## PROVIDED INFORMATION:
#####
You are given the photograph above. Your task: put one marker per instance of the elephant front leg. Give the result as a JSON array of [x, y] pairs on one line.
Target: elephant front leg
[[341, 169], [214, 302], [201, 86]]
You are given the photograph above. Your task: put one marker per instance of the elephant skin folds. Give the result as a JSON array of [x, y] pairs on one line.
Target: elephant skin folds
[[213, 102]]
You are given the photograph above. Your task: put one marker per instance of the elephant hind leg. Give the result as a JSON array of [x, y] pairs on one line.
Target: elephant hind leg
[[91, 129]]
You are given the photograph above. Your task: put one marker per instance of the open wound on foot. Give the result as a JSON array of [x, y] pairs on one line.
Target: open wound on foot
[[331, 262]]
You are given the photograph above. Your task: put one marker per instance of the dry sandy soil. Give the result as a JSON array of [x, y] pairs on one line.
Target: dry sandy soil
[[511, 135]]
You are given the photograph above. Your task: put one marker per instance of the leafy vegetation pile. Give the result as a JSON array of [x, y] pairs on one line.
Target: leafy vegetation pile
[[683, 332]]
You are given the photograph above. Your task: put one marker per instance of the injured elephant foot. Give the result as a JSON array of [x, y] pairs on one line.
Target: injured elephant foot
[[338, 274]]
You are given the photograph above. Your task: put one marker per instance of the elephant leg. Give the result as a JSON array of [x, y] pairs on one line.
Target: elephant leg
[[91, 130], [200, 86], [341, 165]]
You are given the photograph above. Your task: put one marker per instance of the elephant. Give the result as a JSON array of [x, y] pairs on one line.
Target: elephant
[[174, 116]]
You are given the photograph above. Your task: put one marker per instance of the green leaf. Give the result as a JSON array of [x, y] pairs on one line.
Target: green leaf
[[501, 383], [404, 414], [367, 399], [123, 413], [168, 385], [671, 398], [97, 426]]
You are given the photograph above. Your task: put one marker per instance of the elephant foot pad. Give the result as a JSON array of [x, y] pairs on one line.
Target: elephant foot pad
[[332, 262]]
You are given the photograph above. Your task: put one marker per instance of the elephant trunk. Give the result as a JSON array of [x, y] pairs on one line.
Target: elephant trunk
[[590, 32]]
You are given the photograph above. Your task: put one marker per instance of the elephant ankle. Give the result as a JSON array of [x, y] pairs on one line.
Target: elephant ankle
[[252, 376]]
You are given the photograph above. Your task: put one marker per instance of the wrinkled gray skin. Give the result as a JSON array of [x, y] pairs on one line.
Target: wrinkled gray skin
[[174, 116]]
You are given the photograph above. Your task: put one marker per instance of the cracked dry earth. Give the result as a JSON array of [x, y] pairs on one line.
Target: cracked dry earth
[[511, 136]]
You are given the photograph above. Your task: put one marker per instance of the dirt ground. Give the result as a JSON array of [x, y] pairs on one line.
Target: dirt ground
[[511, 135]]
#####
## WORK TASK:
Nothing in the records above may be left out when you repeat them exactly.

## TASK RESPONSE:
You are given the photograph above. Your task: put one marker per instance of the elephant front leg. Give the result as a JSON array of [x, y] pairs on one line.
Target: elephant front leg
[[341, 169], [214, 302], [201, 86]]
You are given the photograph above. Your task: put one marker per instance of the elephant skin folds. Give the result as a JSON array of [x, y] pairs on one line.
Target: elephant skin folds
[[213, 102]]
You are given the photograph above. Your task: put one marker per instance of the elephant hind leg. Give the result as a JSON array of [x, y] pairs on one line.
Target: elephant hind leg
[[91, 129]]
You are given the photograph above. Your task: put one marker per instance of the open wound on foot. Give the result as a JSON array of [x, y] pairs on one line.
Target: open wound on foot
[[331, 262]]
You are given the photograph above. Your task: put one marker per instance of the dry sandy soil. Give the result as a JSON array of [x, y] pairs on one line.
Target: dry sandy soil
[[511, 135]]
You are given the photograph above. Your task: put one marker per instance of the leafy vegetation pile. Give the result as a JSON array of [x, y] pairs on one line.
Target: leafy vegetation pile
[[683, 332]]
You are given the photograph above. Your task: put one marker per instance of the injured elephant foot. Give the result as a JSON array of [x, y] pairs on one line.
Target: injured elephant foot
[[338, 274]]
You are given the photograph above. Your task: put one marker per instance of the elephant leg. Give the result as a JSON array of [x, y] pairs on one line.
Target: elephant leg
[[91, 130], [200, 86], [341, 165]]
You are given the photograph above. Your task: put one marker per instance of the elephant. Give the result as a JSON array of [x, y] pairs on one line.
Target: elephant
[[174, 116]]
You are given the photograph above. Your task: put one marker per instance of the green leaf. Give the result as a JSON array of [x, y] pairs on one line.
Target: green leaf
[[501, 383], [404, 414], [367, 399], [123, 413], [168, 385], [671, 398], [97, 426]]
You are given the photograph above. Your task: put one marker per instance of the elephant foot pad. Give the result as a JSON array of [x, y] pairs on one line.
Target: elephant foot pad
[[332, 262]]
You are given the photograph above. Your task: put one marker per instance of the elephant trunk. Give the result as a JSON array of [x, y] pairs on one line.
Target: elephant trunk
[[590, 32]]
You are given the photograph above. Your task: put one marker per instance of the elephant ankle. Give the result as a JSON array of [x, y] pairs on one line.
Target: elephant ankle
[[252, 376]]
You are given the photograph above. Your task: put one marker per instance of the wrinkled gray skin. Give the result as a JSON array of [x, y] pairs on one line.
Target: wrinkled gray skin
[[174, 116]]
You are given the photograph above. Your task: put one marker per instance of the cracked dry earth. Give the result as a JSON array of [x, y] pairs on one line.
Target: cracked dry earth
[[511, 136]]
You are given the photograph above. Your task: put one marker per instance of the dirt ground. Give the result as a JSON array of [x, y] pairs on one line.
Target: dirt ground
[[511, 135]]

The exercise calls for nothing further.